• Task requirements: Pick out every line of the records that contains the string "sign", and copy each one. Case counts.

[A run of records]
####

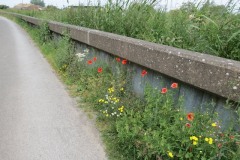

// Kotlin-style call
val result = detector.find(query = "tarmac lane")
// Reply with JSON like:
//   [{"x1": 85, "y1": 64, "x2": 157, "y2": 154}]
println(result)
[{"x1": 0, "y1": 17, "x2": 107, "y2": 160}]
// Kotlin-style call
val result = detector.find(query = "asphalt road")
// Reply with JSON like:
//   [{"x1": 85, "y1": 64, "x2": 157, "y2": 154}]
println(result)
[{"x1": 0, "y1": 17, "x2": 107, "y2": 160}]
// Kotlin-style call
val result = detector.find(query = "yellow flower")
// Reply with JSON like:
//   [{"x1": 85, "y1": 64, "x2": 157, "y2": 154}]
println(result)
[
  {"x1": 193, "y1": 141, "x2": 197, "y2": 145},
  {"x1": 212, "y1": 123, "x2": 217, "y2": 127},
  {"x1": 168, "y1": 151, "x2": 173, "y2": 158}
]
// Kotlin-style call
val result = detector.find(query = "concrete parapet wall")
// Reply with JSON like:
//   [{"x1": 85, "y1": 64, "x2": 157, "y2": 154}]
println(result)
[
  {"x1": 0, "y1": 12, "x2": 240, "y2": 127},
  {"x1": 6, "y1": 14, "x2": 240, "y2": 101}
]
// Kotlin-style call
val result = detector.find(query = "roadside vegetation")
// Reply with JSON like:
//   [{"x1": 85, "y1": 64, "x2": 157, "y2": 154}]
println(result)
[
  {"x1": 5, "y1": 13, "x2": 240, "y2": 160},
  {"x1": 6, "y1": 0, "x2": 240, "y2": 61}
]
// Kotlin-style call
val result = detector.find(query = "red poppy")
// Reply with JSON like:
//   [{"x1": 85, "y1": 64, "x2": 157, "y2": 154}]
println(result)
[
  {"x1": 187, "y1": 112, "x2": 194, "y2": 121},
  {"x1": 88, "y1": 60, "x2": 92, "y2": 64},
  {"x1": 122, "y1": 59, "x2": 127, "y2": 64},
  {"x1": 141, "y1": 69, "x2": 147, "y2": 77},
  {"x1": 161, "y1": 88, "x2": 167, "y2": 94},
  {"x1": 171, "y1": 83, "x2": 178, "y2": 88},
  {"x1": 116, "y1": 57, "x2": 121, "y2": 62},
  {"x1": 185, "y1": 123, "x2": 191, "y2": 128},
  {"x1": 98, "y1": 67, "x2": 102, "y2": 73}
]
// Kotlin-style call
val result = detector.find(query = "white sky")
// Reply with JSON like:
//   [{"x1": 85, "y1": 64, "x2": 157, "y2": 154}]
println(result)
[{"x1": 0, "y1": 0, "x2": 240, "y2": 9}]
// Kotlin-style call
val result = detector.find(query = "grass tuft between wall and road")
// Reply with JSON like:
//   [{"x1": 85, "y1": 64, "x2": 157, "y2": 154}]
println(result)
[{"x1": 6, "y1": 0, "x2": 240, "y2": 61}]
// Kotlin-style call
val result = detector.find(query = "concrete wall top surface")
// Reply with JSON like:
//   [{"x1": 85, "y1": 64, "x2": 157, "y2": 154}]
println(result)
[{"x1": 2, "y1": 14, "x2": 240, "y2": 101}]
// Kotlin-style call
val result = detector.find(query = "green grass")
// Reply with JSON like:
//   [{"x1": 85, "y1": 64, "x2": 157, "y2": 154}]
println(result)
[
  {"x1": 5, "y1": 0, "x2": 240, "y2": 61},
  {"x1": 3, "y1": 9, "x2": 240, "y2": 160}
]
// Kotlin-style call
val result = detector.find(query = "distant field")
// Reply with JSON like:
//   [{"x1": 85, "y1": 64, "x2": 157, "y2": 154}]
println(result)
[{"x1": 8, "y1": 0, "x2": 240, "y2": 61}]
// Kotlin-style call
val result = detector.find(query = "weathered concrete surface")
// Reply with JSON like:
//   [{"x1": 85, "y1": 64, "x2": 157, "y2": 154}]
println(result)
[
  {"x1": 8, "y1": 14, "x2": 240, "y2": 101},
  {"x1": 0, "y1": 17, "x2": 106, "y2": 160}
]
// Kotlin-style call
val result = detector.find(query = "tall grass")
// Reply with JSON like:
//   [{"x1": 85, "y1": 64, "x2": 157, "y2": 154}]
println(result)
[{"x1": 9, "y1": 0, "x2": 240, "y2": 61}]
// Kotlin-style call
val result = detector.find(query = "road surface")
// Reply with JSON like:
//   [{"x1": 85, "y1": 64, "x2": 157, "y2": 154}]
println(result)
[{"x1": 0, "y1": 17, "x2": 107, "y2": 160}]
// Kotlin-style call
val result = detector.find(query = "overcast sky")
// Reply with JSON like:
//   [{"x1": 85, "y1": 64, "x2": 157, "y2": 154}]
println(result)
[{"x1": 0, "y1": 0, "x2": 240, "y2": 9}]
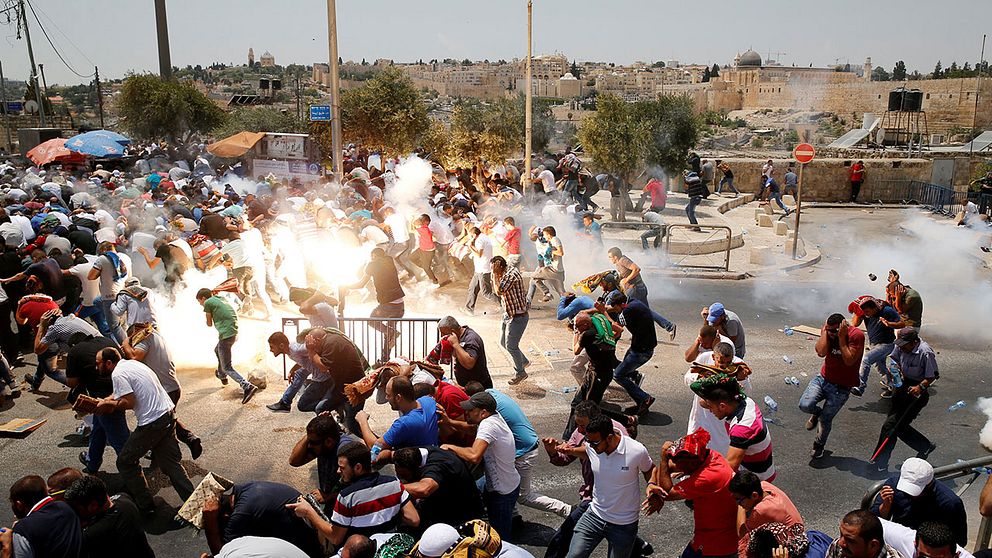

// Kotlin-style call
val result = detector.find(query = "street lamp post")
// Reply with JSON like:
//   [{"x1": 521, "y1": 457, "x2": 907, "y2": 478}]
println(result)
[{"x1": 327, "y1": 0, "x2": 344, "y2": 182}]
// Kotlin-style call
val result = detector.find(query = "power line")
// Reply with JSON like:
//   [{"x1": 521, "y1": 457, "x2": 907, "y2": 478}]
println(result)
[{"x1": 25, "y1": 1, "x2": 94, "y2": 79}]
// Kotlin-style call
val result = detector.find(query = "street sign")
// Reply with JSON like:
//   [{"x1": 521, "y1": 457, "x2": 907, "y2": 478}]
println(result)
[
  {"x1": 792, "y1": 143, "x2": 816, "y2": 165},
  {"x1": 310, "y1": 105, "x2": 331, "y2": 122}
]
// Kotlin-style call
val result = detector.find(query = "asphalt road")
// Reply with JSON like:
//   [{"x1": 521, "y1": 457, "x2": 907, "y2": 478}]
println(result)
[{"x1": 0, "y1": 209, "x2": 992, "y2": 557}]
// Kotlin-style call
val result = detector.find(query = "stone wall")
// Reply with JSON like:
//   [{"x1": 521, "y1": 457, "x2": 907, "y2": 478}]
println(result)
[{"x1": 710, "y1": 159, "x2": 933, "y2": 202}]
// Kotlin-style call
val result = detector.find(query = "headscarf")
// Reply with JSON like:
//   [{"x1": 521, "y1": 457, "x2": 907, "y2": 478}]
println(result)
[
  {"x1": 689, "y1": 374, "x2": 744, "y2": 397},
  {"x1": 668, "y1": 427, "x2": 710, "y2": 457}
]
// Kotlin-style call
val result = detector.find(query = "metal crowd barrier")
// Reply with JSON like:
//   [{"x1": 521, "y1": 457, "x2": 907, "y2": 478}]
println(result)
[
  {"x1": 861, "y1": 456, "x2": 992, "y2": 552},
  {"x1": 282, "y1": 318, "x2": 441, "y2": 379}
]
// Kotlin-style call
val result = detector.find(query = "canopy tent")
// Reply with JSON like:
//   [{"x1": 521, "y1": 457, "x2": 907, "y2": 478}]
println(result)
[
  {"x1": 27, "y1": 138, "x2": 86, "y2": 167},
  {"x1": 207, "y1": 132, "x2": 265, "y2": 158}
]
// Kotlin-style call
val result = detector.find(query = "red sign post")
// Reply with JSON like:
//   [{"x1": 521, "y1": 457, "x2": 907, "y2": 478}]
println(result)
[{"x1": 792, "y1": 143, "x2": 816, "y2": 259}]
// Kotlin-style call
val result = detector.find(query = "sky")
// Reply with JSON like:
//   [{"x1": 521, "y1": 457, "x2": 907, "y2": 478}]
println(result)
[{"x1": 0, "y1": 0, "x2": 992, "y2": 85}]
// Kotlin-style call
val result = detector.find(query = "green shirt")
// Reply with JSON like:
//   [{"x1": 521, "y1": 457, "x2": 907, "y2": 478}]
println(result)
[{"x1": 203, "y1": 296, "x2": 238, "y2": 341}]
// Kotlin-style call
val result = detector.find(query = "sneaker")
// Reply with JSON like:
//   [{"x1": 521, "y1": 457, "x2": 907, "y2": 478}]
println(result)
[
  {"x1": 79, "y1": 451, "x2": 97, "y2": 475},
  {"x1": 916, "y1": 444, "x2": 937, "y2": 460},
  {"x1": 265, "y1": 400, "x2": 292, "y2": 413},
  {"x1": 186, "y1": 436, "x2": 203, "y2": 461},
  {"x1": 507, "y1": 372, "x2": 530, "y2": 386},
  {"x1": 637, "y1": 395, "x2": 655, "y2": 416}
]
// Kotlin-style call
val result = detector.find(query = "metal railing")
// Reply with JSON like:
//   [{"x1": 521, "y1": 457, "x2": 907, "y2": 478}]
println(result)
[
  {"x1": 282, "y1": 318, "x2": 441, "y2": 379},
  {"x1": 665, "y1": 223, "x2": 733, "y2": 271},
  {"x1": 861, "y1": 456, "x2": 992, "y2": 552}
]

####

• Problem solution:
val result = detector.find(query = "street sign")
val result = detector.find(query = "red sign post")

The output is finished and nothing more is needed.